[Records provided — start]

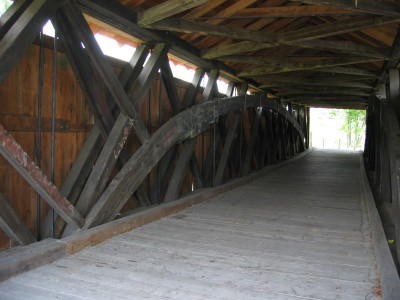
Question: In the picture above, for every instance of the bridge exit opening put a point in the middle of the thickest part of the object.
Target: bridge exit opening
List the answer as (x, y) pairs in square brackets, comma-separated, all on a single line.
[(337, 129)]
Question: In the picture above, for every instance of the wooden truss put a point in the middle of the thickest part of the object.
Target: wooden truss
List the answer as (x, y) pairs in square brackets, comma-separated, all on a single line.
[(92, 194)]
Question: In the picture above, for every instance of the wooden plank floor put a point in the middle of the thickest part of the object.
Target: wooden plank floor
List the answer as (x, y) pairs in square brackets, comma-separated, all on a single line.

[Records provided — finish]
[Records provided — start]

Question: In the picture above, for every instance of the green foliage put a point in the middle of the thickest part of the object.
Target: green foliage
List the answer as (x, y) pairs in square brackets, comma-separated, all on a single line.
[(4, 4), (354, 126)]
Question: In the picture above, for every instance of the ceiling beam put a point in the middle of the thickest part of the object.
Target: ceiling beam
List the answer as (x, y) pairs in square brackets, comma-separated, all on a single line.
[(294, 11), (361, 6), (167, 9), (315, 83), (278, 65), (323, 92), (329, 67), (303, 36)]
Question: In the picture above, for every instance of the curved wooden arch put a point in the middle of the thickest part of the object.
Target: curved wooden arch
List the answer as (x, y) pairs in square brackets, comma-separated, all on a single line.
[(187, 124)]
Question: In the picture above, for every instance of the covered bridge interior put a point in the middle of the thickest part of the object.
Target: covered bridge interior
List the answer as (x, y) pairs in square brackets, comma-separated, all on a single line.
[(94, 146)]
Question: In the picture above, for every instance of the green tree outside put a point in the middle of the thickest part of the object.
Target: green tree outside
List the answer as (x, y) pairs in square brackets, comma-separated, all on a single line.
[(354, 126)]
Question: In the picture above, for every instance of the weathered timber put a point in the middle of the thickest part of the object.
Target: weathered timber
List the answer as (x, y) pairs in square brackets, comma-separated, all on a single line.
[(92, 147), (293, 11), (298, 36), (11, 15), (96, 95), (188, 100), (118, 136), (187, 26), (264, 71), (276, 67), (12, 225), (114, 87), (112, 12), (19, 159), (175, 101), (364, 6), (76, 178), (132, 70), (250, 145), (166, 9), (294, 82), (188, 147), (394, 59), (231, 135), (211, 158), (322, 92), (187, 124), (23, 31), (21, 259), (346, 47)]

[Records provided — finish]
[Records provided — start]

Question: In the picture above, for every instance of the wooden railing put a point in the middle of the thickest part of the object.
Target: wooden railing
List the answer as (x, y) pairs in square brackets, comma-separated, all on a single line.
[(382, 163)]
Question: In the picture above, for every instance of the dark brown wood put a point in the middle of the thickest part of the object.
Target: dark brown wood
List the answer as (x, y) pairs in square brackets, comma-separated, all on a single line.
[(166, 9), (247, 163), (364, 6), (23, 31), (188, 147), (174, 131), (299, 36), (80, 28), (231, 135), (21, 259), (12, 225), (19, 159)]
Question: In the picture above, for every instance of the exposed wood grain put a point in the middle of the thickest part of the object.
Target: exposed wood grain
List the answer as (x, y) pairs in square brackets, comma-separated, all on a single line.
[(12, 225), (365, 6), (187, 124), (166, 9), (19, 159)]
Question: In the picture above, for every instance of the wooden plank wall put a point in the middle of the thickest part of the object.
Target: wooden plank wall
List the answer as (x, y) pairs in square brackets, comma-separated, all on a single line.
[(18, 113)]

[Records provided — finish]

▶ [Work item]
In the entries above, find each line that has the word "plank". Copy it.

▶ [Answer to this exercise]
Question: In the picture above, for every instance of the wooden plank floor put a point in the middle of the thickest part of the object.
Target: wooden plank floor
Question: In the picture above, for every instance of the wooden plank wall put a point in the middle of the thickest part of the object.
Target: wooden plank wall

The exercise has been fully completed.